Change every occurrence of "gets its own outline" in the items below to "is outlined separately", and leave everything else unchanged.

[Collected data]

***

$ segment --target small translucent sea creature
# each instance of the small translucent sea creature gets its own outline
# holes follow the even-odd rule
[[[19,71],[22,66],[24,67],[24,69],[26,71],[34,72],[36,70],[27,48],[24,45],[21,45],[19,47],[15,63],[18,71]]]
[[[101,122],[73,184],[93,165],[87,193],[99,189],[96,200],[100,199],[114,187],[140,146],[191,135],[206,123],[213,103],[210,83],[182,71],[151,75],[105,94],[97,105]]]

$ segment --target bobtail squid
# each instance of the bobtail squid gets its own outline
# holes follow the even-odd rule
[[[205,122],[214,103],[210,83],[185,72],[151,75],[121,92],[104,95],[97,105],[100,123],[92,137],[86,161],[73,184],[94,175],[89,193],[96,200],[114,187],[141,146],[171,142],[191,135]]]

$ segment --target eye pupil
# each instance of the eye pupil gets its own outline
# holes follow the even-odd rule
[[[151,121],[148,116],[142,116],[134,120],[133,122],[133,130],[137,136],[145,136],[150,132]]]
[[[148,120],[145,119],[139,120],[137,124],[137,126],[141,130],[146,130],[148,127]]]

***

■ **Answer to the problem**:
$ segment --target small translucent sea creature
# each instance of the small translucent sea creature is outlined separately
# holes follow the even-odd rule
[[[19,71],[22,66],[24,67],[24,69],[26,71],[34,72],[36,70],[27,48],[24,45],[21,45],[19,47],[15,63],[18,71]]]
[[[101,122],[73,184],[93,165],[87,193],[99,189],[96,200],[100,199],[114,187],[140,146],[191,135],[206,123],[213,103],[210,83],[182,71],[151,75],[105,94],[97,105]]]

$ segment --target bobtail squid
# each instance of the bobtail squid is outlined separately
# holes follow the even-odd rule
[[[205,122],[214,103],[210,83],[185,72],[151,75],[121,92],[104,95],[97,105],[100,123],[92,137],[86,161],[73,184],[94,175],[89,193],[96,200],[114,187],[141,146],[171,142],[191,135]]]

$ segment --target eye pupil
# each instance of the eye pupil is outlined separately
# holes follow the even-odd rule
[[[151,121],[148,116],[142,116],[134,120],[133,122],[133,130],[137,136],[145,136],[150,132]]]
[[[148,120],[145,119],[139,120],[137,124],[137,126],[141,130],[146,130],[148,127]]]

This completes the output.